- [EXTRACT TO READ]:
Start of Block

The genetic interaction between eve and trol has all the characteristics expected for two components of a common pathway: (1) the eve-trol interaction is not allele specific and the known functional domains of Eve are implicated in the interaction; (2) the strength of the interaction mirrors the strength of the eve allele in segmentation; (3) eve mutants themselves have the predicted proliferation phenotype; and (4) neuroblasts arrested in trol^b22;eve/+ can be rescued by expression of CycE, as can the neuroblasts arrested in a strong trol mutant. The latter is especially revealing, as induction of CycE expression in trol mutants results in the activation of cell division ONLY in the number of neuroblasts appropriate to the developmental stage of the induction (Caldwell and Datta, 1998). That is, not all mitotically quiescent neuroblasts are arrested at the same cell cycle phase, and the extent to which CycE is a limiting factor is developmentally controlled. Therefore, as in embryonic segmentation and determination of neuronal identity, eve appears to function in a specific genetic pathway to affect the behavior of specific cells at specific times.

However, Eve is not detectable in regulated neuroblasts at any time during first instar. Furthermore, eve function is not required within the larval CNS, but is required within the larval body from which extracts are prepared. Moreover, low levels (10–20%) of extract made from eve⁺ (CS) animals will not support activation of neuroblast division while higher concentrations will ( Y. P. and S. D., data not shown). This concentration dependence indicates that eve does not inhibit production of a trans-acting proliferation repressor that is produced at higher levels in a eve mutant, as dilution of such a repressor would allow neuroblast division at lower rather than higher extract concentrations. These results strongly suggest that eve function is required for the production of a trans-acting factor that stimulates neuroblast division.

End of Block

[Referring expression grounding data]
Start of Block

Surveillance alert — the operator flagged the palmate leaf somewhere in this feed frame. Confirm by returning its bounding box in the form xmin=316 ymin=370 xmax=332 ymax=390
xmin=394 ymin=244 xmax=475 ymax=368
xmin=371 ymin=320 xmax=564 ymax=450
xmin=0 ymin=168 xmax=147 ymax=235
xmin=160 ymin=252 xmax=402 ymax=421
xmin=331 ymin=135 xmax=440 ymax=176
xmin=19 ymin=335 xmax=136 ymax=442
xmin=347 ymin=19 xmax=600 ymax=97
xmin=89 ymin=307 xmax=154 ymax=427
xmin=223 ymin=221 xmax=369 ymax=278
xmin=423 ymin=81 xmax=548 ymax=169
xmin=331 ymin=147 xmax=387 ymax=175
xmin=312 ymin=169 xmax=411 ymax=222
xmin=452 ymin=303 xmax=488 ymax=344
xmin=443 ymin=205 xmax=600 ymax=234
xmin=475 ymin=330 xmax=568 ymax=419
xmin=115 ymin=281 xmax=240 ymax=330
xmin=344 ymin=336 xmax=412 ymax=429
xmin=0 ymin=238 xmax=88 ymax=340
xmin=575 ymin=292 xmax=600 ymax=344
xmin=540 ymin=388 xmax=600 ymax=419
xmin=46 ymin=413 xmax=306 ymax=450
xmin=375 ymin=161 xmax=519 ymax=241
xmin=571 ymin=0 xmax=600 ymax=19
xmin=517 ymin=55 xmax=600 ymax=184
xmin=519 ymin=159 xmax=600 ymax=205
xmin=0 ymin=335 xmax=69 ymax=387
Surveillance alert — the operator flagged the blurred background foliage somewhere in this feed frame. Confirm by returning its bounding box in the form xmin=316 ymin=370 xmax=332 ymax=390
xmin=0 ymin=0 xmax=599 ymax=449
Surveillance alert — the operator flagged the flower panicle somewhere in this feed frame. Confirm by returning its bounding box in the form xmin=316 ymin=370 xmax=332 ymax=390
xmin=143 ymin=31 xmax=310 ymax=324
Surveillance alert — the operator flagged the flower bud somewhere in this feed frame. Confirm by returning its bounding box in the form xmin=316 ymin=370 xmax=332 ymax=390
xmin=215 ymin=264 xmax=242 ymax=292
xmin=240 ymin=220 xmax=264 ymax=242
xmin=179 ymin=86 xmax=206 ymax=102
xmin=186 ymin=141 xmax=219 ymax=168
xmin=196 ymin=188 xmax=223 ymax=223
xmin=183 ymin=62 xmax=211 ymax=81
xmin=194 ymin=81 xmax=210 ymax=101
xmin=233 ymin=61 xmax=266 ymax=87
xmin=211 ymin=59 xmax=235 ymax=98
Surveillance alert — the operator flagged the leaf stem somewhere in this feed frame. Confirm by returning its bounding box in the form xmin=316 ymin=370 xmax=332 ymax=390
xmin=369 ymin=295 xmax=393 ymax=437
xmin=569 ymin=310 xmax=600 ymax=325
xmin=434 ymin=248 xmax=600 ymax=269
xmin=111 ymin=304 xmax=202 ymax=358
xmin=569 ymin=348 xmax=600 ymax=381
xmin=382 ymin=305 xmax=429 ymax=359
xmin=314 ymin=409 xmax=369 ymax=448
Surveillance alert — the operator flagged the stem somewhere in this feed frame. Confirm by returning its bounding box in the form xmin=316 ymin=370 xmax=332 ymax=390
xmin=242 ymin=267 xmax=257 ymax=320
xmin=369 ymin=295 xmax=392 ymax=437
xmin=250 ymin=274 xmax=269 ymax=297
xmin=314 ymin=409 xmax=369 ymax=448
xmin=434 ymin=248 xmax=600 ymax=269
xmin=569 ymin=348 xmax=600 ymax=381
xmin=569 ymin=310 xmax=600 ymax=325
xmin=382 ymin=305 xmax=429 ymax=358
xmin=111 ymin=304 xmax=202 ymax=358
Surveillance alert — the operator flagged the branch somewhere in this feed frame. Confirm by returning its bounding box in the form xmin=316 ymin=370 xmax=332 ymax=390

End of Block

- [ASSIGNED TASK]: Update the eve and trol passage by giving it again from the words "However, Eve is" through the words "stimulates neuroblast division.", with "neuroblast division" changed to "neuroblast proliferation". Work only from the eve and trol passage.

- [SOLVED PROBLEM]:
However, Eve is not detectable in regulated neuroblasts at any time during first instar. Furthermore, eve function is not required within the larval CNS, but is required within the larval body from which extracts are prepared. Moreover, low levels (10–20%) of extract made from eve⁺ (CS) animals will not support activation of neuroblast proliferation while higher concentrations will ( Y. P. and S. D., data not shown). This concentration dependence indicates that eve does not inhibit production of a trans-acting proliferation repressor that is produced at higher levels in a eve mutant, as dilution of such a repressor would allow neuroblast proliferation at lower rather than higher extract concentrations. These results strongly suggest that eve function is required for the production of a trans-acting factor that stimulates neuroblast proliferation.